Write out exactly the lines below that run from the line containing "For each instance of the wooden podium, set" through the last line of the records.
---------- Data excerpts
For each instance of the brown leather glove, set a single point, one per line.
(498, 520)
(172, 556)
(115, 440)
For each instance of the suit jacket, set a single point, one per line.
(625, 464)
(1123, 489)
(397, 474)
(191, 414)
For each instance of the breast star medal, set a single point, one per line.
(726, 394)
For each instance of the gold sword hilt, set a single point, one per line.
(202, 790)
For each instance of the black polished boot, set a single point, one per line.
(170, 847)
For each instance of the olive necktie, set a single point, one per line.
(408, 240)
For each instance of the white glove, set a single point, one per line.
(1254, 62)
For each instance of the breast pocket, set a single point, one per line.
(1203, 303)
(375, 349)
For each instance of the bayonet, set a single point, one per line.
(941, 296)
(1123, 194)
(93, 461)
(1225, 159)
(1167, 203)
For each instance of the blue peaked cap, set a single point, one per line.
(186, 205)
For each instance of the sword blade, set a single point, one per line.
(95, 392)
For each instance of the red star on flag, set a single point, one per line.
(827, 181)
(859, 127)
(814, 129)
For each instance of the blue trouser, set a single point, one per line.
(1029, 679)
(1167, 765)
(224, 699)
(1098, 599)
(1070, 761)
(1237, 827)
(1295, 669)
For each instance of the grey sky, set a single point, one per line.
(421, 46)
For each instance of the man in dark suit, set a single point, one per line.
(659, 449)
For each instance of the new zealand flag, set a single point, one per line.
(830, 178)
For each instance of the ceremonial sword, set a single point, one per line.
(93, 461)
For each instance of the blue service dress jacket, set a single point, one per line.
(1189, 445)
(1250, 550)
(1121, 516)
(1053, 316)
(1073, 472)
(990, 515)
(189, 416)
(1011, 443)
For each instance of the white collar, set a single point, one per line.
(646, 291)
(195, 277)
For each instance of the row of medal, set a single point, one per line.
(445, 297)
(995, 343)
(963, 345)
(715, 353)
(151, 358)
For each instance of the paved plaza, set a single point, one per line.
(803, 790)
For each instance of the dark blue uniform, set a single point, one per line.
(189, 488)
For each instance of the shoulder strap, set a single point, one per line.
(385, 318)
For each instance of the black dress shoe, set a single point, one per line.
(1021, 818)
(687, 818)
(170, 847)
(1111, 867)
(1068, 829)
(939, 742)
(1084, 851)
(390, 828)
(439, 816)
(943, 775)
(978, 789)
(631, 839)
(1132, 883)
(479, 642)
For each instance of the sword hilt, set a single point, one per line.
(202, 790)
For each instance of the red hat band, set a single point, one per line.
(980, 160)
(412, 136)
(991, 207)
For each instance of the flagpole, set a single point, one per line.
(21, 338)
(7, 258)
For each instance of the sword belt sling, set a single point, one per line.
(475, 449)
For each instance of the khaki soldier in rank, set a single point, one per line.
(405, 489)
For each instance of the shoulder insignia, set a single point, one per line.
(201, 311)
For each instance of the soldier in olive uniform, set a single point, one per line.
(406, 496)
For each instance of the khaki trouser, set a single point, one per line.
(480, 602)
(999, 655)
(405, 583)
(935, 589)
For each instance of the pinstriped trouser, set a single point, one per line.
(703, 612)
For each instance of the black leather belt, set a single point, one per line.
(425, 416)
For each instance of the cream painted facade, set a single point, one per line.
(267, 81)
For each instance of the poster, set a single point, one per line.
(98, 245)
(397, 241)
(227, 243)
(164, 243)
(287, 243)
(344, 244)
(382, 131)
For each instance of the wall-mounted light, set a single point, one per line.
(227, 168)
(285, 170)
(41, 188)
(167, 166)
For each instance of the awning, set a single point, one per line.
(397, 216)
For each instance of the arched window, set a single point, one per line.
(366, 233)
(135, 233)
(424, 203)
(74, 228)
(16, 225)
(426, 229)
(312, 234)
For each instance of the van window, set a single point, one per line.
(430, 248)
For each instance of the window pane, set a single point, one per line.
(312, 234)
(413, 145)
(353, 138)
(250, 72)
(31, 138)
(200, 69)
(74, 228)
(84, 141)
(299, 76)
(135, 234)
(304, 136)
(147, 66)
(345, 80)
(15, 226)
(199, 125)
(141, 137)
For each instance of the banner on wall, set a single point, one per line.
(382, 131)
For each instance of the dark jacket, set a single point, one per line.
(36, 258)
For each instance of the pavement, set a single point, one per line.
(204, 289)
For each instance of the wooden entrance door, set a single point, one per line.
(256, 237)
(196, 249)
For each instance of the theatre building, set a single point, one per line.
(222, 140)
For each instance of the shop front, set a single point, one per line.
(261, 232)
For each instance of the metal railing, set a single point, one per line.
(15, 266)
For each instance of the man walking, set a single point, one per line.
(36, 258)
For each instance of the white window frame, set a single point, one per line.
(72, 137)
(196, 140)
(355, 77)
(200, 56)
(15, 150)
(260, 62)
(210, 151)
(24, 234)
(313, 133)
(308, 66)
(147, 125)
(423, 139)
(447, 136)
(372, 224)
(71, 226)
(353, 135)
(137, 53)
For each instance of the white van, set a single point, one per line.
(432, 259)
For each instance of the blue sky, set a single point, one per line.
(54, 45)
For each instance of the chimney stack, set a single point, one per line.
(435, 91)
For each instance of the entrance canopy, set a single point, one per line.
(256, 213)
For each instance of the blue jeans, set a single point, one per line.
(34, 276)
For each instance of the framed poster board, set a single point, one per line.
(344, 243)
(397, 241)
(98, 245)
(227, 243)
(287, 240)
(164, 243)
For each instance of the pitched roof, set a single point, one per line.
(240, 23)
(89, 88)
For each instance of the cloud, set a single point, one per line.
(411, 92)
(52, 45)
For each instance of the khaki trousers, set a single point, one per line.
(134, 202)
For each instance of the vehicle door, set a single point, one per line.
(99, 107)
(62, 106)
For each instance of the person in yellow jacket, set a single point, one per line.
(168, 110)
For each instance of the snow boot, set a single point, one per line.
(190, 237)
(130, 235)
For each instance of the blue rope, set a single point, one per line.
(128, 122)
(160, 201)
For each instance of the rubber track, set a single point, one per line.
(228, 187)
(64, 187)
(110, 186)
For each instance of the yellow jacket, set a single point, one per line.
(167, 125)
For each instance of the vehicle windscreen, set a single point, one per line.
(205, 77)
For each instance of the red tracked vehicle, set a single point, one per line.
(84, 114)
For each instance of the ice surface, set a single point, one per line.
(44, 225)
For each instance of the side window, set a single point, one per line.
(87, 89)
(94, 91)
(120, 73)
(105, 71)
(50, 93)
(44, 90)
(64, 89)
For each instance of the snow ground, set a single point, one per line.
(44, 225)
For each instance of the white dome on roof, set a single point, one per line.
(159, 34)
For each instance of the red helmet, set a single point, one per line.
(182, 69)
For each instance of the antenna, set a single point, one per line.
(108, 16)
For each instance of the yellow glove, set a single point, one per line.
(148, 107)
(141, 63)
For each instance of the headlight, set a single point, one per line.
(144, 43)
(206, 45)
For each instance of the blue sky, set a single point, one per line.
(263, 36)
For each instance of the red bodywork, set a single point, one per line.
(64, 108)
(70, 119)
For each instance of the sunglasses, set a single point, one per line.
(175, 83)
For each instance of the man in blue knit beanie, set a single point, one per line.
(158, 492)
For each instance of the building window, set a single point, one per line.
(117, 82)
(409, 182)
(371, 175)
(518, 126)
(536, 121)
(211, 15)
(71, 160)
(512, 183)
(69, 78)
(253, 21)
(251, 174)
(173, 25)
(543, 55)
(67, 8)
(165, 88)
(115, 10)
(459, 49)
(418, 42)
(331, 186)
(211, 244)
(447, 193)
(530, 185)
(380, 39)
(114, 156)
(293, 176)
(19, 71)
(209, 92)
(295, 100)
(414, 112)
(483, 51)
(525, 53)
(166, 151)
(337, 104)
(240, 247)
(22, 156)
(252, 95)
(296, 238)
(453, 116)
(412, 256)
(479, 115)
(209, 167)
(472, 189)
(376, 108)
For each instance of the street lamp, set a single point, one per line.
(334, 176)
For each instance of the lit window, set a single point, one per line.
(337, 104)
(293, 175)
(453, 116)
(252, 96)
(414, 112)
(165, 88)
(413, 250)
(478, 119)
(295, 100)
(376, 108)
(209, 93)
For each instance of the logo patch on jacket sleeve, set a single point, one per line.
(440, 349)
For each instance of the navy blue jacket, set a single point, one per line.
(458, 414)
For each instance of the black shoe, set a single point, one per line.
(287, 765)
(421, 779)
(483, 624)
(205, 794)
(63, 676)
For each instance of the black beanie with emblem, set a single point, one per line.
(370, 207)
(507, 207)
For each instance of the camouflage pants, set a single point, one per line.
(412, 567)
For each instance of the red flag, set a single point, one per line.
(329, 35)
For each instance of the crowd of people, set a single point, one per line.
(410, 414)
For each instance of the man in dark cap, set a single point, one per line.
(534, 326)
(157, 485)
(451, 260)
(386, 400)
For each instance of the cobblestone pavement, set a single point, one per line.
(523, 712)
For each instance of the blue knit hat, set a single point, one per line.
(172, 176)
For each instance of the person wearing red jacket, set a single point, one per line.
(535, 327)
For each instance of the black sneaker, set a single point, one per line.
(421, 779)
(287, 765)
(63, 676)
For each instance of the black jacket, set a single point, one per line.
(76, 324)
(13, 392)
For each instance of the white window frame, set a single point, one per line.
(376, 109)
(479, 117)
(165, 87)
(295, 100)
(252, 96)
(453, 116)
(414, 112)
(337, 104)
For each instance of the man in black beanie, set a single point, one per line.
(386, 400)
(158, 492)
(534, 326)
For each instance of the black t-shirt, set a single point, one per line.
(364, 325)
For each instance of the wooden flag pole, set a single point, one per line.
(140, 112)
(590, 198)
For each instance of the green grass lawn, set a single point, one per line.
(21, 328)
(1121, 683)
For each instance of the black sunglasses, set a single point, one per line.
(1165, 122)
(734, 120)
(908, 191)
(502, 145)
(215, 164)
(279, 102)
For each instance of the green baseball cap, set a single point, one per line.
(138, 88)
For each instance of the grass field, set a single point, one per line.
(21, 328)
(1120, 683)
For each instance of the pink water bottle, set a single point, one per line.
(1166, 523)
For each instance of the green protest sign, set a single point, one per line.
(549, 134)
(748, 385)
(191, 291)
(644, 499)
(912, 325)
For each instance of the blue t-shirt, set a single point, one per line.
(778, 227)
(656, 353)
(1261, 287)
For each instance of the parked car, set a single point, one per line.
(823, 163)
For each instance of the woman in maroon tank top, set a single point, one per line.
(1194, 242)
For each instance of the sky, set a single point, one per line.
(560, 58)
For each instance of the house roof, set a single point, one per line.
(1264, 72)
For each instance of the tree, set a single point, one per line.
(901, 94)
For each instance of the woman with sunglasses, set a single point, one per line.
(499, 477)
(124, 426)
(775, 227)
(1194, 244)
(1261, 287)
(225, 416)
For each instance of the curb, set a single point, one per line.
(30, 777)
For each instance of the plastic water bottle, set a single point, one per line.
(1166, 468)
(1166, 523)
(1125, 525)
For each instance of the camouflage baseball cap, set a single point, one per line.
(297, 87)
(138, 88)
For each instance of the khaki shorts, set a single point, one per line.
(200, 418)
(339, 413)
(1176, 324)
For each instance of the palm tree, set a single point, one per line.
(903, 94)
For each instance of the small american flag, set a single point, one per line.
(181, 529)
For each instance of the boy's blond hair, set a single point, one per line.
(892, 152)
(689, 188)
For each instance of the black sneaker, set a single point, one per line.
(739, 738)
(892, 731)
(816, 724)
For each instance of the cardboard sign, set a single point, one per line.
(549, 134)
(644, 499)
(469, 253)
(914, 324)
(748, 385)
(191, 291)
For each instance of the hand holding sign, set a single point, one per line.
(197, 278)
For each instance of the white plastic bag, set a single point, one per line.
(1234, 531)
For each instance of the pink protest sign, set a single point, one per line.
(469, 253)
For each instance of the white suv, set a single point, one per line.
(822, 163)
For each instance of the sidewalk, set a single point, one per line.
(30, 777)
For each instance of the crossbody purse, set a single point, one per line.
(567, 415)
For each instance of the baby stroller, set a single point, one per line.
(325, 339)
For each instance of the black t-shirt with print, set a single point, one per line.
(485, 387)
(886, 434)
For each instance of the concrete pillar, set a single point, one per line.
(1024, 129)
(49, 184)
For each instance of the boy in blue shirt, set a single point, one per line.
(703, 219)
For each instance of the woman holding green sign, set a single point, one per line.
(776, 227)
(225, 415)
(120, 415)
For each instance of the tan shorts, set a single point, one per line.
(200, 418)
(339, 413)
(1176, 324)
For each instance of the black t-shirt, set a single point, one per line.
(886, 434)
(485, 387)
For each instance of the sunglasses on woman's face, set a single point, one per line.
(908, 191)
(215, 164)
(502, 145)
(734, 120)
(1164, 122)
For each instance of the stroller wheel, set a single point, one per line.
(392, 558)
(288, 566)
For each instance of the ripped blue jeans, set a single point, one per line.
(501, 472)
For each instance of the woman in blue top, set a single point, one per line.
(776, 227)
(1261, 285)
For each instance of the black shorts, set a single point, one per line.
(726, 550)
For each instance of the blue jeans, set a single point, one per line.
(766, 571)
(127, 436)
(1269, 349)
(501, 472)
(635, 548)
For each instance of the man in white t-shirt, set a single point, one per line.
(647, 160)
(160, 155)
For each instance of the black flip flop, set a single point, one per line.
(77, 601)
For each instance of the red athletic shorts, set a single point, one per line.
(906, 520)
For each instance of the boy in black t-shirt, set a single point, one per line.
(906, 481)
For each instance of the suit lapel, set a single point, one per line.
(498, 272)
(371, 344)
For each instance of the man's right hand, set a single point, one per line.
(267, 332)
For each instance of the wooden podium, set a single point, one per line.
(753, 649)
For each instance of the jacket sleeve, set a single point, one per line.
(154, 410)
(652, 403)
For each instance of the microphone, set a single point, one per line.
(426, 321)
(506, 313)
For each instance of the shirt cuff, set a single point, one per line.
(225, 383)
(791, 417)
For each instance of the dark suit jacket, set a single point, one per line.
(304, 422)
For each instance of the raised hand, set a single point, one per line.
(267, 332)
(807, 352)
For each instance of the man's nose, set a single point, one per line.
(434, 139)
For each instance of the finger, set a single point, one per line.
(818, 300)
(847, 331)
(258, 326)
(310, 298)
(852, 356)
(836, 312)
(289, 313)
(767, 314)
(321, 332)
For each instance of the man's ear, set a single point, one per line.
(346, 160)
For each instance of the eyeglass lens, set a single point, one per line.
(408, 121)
--------------------
> [Full response]
For each instance of the wooden podium, set a single point, one per line.
(753, 649)
For each instance of the jacket sleeve, set a single point, one per line.
(154, 410)
(652, 403)
For each instance of the microphone, set a single point, one per line.
(426, 321)
(506, 313)
For each instance of the shirt cuff, set a single point, one per line.
(225, 383)
(791, 417)
For each instance of the dark suit jacket, set a single point, one per line.
(304, 422)
For each instance of the raised hand, set a single point, one per line.
(267, 332)
(807, 352)
For each instance of the man's nose, set a single point, one per line.
(434, 139)
For each instance of the finger, set a single point, one per line.
(818, 300)
(847, 331)
(258, 326)
(310, 298)
(852, 356)
(836, 312)
(289, 313)
(767, 314)
(321, 332)
For each instance of the man's ear, set a single point, one per line.
(346, 160)
For each instance of the eyeglass lens, set a single point, one per line.
(408, 121)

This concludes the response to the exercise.